**Task inputs:**
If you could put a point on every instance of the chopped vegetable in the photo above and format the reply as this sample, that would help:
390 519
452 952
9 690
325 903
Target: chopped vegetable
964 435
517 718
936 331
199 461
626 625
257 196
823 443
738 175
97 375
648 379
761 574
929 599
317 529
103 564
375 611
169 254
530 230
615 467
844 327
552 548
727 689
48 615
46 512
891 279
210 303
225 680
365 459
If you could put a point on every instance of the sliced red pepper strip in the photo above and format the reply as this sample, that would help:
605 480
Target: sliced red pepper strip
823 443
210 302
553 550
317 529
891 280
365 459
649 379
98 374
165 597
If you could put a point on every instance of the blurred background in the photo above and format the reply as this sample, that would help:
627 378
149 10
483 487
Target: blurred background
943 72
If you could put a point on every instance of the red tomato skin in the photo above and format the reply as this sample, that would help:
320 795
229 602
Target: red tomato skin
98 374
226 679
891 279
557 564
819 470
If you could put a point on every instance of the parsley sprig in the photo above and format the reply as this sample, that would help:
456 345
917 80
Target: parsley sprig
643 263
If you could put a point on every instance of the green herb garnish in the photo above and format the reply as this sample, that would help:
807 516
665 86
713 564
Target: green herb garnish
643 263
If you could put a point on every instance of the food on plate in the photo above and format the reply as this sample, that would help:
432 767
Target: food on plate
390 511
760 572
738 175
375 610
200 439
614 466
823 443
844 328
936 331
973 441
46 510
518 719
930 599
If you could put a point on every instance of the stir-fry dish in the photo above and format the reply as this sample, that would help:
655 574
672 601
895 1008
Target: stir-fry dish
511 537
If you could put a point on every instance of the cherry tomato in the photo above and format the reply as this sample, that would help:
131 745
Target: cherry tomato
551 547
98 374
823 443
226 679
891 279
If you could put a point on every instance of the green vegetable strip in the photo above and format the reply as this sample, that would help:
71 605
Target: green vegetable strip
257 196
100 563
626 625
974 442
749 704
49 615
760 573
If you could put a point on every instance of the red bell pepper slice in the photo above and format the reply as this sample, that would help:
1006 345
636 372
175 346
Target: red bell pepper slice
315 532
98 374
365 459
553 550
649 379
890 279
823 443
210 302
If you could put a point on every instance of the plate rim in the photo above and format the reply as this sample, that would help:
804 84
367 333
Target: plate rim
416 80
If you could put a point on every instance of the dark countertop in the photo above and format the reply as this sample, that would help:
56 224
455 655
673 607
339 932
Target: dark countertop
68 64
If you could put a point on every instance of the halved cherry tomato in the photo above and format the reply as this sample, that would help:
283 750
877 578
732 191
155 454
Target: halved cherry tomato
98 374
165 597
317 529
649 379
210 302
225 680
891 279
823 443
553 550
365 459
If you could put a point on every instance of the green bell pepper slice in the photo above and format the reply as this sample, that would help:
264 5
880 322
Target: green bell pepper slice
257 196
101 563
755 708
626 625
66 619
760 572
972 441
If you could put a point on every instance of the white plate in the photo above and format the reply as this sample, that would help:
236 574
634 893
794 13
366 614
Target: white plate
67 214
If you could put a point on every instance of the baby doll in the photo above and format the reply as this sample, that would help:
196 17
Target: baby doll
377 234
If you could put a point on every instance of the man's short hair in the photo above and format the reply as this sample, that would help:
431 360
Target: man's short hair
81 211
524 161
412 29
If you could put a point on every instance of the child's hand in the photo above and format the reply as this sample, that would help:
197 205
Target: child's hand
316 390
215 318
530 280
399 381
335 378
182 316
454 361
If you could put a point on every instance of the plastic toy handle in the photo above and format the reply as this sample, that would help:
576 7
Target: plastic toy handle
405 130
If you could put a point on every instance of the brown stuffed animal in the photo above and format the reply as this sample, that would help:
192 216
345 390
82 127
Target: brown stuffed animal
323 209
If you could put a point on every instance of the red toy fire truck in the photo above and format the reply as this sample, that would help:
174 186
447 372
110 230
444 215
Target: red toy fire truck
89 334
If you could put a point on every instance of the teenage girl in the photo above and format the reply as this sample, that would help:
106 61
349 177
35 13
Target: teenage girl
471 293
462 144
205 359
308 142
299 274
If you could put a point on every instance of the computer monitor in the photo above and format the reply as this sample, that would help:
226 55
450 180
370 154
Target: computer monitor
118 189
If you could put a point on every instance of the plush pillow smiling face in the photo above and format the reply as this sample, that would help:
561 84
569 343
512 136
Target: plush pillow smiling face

**Stated task:** Return exactly, and only, the line containing "of the brown" and every line after it through the end of the material.

**Solution to this problem:**
If you could put a point on every instance of the brown stuffed animal in the photo above and format the reply as this sample, that would help:
192 216
345 390
82 127
Target: brown stuffed animal
323 209
If you could put a point on every instance of the red toy fire truck in the photo above and format the reply as this sample, that would help:
174 186
447 372
110 230
444 215
Target: red toy fire truck
89 334
If you could put a point on every instance of the teenage girl in the photo above and format the reply as this sample, that would help:
106 61
349 177
35 13
Target: teenage girl
471 293
462 144
205 359
308 142
299 274
If you could put a point on every instance of the computer monitor in the photo above and format the reply as this sample, that would help:
226 55
450 180
370 154
Target: computer monitor
118 189
If you could put a point on every instance of the plush pillow smiling face in the photo above and format the reply as this sample, that would help:
561 84
569 343
512 136
Target: plush pillow smiling face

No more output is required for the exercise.